_TASK TO CARRY OUT_
When a line below contains the word "rough", it counts toward the total; give that total and nothing besides.

■ ■ ■

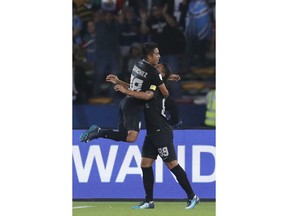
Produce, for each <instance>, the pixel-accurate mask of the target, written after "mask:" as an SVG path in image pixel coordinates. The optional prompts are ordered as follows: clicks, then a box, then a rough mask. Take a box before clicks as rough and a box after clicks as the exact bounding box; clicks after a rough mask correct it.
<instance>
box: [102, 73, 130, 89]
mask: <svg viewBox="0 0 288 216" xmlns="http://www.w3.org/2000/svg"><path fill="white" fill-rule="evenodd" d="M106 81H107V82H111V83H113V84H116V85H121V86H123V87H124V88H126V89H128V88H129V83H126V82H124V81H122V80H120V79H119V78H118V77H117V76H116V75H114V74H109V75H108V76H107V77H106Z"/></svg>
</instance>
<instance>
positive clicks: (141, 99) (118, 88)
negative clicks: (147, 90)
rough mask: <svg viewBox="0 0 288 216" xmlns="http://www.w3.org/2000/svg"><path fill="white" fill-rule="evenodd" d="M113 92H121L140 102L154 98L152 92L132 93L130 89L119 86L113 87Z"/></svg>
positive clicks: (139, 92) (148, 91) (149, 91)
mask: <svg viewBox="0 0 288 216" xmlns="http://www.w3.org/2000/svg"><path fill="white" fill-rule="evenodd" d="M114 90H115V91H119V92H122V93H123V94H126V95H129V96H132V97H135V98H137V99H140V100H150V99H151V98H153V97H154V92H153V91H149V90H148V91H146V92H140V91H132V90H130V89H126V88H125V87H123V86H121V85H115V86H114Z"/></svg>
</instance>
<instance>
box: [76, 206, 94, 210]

■ ■ ■

_ANSWER TO THIS EXERCISE_
2